WORK ORDER:
The entries below must be retyped exactly. Pictures are to be omitted.

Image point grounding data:
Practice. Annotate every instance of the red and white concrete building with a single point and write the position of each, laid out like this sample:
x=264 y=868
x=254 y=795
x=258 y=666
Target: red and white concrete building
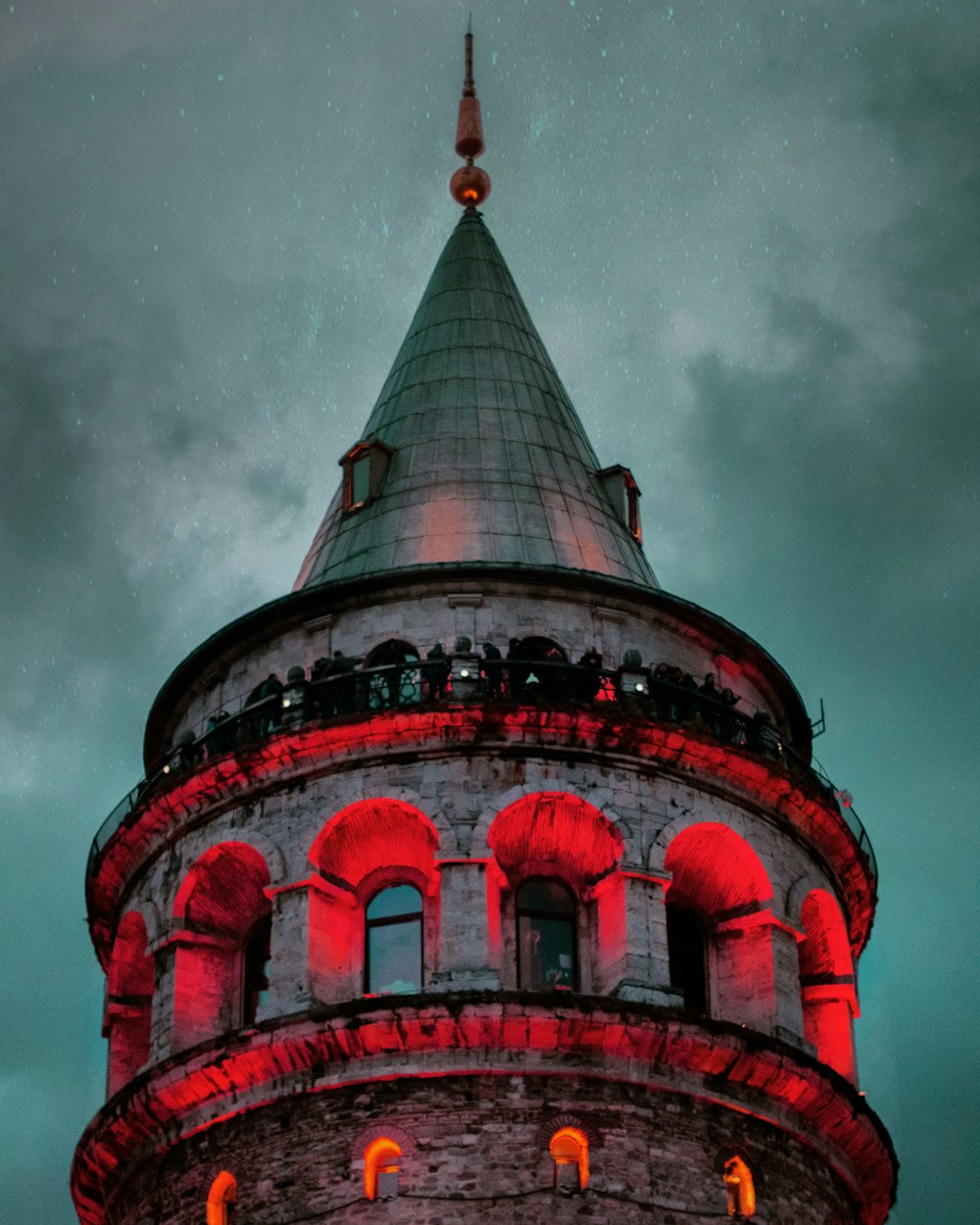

PROBLEM SOLUTION:
Practice. Annotate every instance of the red and white concrete building with a single point and write the position of each, laid out like this sample:
x=264 y=868
x=254 y=795
x=258 y=666
Target: red and white concrete building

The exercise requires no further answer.